**Data rows:**
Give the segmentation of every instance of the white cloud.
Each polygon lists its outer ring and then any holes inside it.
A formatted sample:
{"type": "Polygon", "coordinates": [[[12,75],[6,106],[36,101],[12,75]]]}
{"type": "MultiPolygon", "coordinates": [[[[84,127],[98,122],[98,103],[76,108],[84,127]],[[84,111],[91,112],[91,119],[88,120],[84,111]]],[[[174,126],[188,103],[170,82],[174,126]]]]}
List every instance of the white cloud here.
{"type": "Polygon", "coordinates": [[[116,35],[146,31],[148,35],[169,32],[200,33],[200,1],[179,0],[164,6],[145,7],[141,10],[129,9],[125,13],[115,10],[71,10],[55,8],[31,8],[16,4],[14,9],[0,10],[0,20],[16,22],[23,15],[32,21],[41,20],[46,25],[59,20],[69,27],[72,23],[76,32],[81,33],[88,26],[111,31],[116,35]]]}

**Exercise goal:** Turn the lines above into a Markdown table with the columns Row and Line, numbering each line in order and skipping any blank ones.

**Written response:**
| Row | Line |
|---|---|
| 1 | Give the segmentation of every instance of the white cloud. |
| 2 | Each polygon lists its outer ring and then any holes inside it. |
| 3 | A formatted sample: |
| 4 | {"type": "Polygon", "coordinates": [[[12,75],[6,106],[36,101],[12,75]]]} |
| 5 | {"type": "MultiPolygon", "coordinates": [[[[84,127],[98,122],[98,103],[76,108],[84,127]],[[84,111],[91,112],[91,119],[88,120],[84,111]]],[[[174,126],[188,103],[170,82],[174,126]]]]} |
| 6 | List every instance of the white cloud here. |
| 7 | {"type": "Polygon", "coordinates": [[[116,35],[146,31],[148,35],[169,32],[200,33],[200,1],[179,0],[164,6],[145,7],[141,10],[129,9],[125,13],[115,10],[71,10],[55,8],[31,8],[16,4],[14,9],[0,10],[0,20],[16,22],[23,15],[32,21],[41,20],[46,25],[59,20],[69,27],[72,23],[76,32],[81,33],[88,26],[111,31],[116,35]]]} |